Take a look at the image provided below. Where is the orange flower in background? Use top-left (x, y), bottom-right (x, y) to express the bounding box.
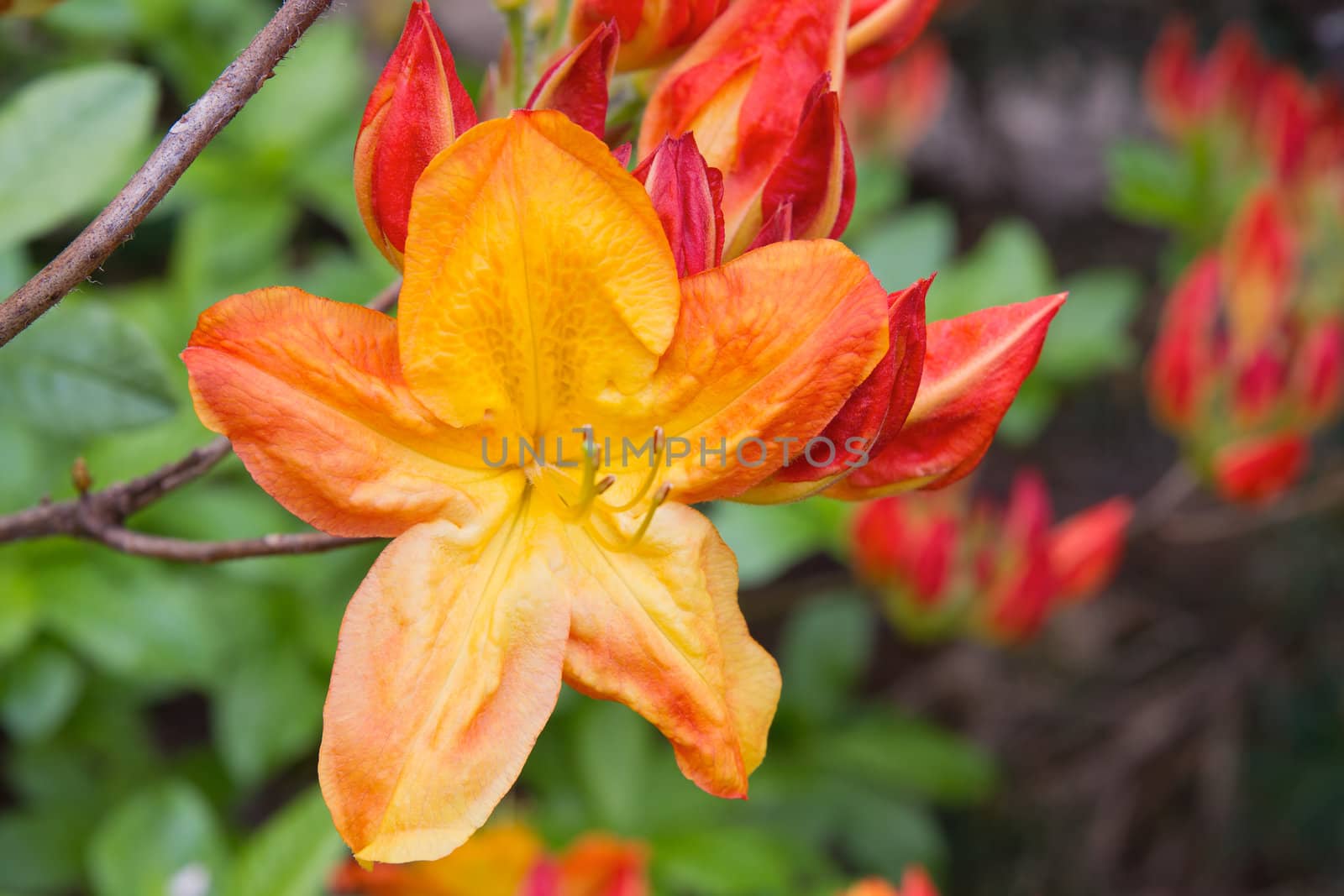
top-left (640, 0), bottom-right (852, 258)
top-left (840, 867), bottom-right (938, 896)
top-left (855, 471), bottom-right (1133, 642)
top-left (570, 0), bottom-right (730, 71)
top-left (1145, 18), bottom-right (1344, 188)
top-left (354, 0), bottom-right (475, 267)
top-left (331, 824), bottom-right (649, 896)
top-left (1147, 190), bottom-right (1344, 502)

**Goal:**
Locate every line of the material above that contains the word "provided" and copy each of those lines in full.

**Correct answer:**
Take a look at the image provided below. Where is the orange flower in background? Use top-left (x, y), bottom-right (x, y) to express the bounding box.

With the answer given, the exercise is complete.